> [Work instruction] Reproduce word for word the line that contains "Crop-scouting request: mark the window pane" and every line after it to the end of the records, with nothing else added.

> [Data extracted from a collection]
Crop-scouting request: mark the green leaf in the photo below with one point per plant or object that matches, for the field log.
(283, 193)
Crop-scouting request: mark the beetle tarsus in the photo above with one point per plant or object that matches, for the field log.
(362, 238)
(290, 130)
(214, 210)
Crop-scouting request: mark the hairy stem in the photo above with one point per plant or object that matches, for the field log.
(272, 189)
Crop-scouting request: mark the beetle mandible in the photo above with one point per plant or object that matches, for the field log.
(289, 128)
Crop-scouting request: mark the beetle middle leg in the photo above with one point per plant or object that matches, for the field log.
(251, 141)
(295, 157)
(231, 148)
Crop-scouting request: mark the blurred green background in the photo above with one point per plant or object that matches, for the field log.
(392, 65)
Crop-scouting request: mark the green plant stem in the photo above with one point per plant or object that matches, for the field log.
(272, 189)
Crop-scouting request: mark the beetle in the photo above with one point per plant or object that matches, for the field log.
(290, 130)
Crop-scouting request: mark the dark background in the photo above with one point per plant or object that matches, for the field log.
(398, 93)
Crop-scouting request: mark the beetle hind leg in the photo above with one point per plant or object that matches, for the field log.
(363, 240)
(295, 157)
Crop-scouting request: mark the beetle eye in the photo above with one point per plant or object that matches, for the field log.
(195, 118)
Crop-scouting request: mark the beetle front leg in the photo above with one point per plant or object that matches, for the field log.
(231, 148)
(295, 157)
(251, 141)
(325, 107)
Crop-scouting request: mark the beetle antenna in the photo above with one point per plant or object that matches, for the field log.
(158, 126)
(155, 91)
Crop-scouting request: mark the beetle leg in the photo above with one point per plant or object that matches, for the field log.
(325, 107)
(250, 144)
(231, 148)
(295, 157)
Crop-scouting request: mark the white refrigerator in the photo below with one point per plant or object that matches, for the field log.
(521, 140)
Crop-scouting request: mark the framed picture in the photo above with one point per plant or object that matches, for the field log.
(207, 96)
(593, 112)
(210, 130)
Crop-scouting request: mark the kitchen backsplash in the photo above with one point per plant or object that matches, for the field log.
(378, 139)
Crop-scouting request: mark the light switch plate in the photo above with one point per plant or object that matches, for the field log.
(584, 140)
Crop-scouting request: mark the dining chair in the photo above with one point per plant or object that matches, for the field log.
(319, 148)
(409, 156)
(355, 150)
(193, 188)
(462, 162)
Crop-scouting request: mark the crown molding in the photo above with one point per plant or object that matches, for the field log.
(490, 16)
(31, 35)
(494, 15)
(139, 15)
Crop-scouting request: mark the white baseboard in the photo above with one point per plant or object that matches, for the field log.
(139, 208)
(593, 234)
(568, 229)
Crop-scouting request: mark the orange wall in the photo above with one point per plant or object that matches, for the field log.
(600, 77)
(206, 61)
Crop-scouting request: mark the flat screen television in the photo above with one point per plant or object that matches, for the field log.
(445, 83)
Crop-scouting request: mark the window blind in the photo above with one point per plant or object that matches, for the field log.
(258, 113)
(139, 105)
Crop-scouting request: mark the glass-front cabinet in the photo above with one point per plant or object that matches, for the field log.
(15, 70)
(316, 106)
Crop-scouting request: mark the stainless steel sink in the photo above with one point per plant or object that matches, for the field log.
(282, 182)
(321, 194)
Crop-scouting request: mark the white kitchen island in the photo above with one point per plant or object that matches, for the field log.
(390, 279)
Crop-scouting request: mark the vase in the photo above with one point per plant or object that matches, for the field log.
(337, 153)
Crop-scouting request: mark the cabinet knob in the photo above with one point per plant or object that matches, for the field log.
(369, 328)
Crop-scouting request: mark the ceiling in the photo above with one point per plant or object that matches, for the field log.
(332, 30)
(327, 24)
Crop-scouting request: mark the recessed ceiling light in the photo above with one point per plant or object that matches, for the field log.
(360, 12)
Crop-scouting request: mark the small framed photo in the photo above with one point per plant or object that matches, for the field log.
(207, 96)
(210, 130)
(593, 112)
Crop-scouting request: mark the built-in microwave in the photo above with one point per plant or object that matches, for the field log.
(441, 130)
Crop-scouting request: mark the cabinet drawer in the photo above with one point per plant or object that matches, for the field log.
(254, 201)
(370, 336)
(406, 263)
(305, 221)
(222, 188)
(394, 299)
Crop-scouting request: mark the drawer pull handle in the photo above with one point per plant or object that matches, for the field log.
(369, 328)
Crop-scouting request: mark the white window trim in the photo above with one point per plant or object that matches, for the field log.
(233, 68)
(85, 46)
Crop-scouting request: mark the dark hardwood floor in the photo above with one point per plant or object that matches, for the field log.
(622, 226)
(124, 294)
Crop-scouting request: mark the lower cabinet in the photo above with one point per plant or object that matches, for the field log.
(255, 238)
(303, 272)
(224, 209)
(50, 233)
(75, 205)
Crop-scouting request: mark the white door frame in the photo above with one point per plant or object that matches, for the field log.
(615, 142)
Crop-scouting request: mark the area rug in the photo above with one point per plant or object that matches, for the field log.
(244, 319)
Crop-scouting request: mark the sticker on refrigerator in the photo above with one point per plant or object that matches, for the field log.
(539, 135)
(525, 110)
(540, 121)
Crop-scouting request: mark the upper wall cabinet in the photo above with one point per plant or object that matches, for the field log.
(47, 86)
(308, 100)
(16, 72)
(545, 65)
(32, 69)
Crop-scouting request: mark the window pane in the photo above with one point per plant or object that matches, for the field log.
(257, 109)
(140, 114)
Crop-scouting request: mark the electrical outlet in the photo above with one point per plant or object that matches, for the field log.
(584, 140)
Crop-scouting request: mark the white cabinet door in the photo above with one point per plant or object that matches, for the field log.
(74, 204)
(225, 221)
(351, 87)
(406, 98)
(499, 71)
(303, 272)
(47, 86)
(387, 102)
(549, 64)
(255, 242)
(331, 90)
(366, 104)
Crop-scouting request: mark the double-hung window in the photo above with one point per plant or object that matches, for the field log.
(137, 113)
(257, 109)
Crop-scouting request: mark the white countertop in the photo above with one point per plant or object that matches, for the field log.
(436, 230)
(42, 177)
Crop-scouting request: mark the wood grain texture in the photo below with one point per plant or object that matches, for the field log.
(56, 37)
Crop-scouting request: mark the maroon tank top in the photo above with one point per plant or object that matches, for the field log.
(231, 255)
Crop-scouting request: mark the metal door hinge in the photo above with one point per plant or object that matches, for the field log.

> [Task output]
Crop-scouting request: mark the window pane in the photo above with one point per plant or object that matches, for the field log.
(257, 109)
(140, 114)
Crop-scouting request: mark the electrical outlet in the photo above with one point per plant or object that matches, for the field log.
(584, 140)
Crop-scouting request: mark the white cabinet door in the photo above with one point per plant or object that matches, for the field log.
(74, 204)
(225, 221)
(351, 87)
(406, 98)
(499, 71)
(303, 272)
(47, 86)
(387, 102)
(549, 64)
(255, 242)
(331, 90)
(366, 104)
Crop-scouting request: mark the double-hung window in the photo above with one point per plant or object that matches, for the field log.
(137, 113)
(257, 109)
Crop-scouting request: mark the white countertop in the photo above with one point per plant or object that matches, for the field log.
(436, 230)
(42, 177)
Crop-scouting request: mark the wood grain texture in the photo below with one point per plant or object that matches, for the field log.
(56, 37)
Crop-scouting request: mark the maroon tank top in the photo above with one point per plant or object that matches, for the field log.
(231, 255)
Crop-scouting request: mark the metal door hinge in the photo above with one point per plant or object that matches, for the field log.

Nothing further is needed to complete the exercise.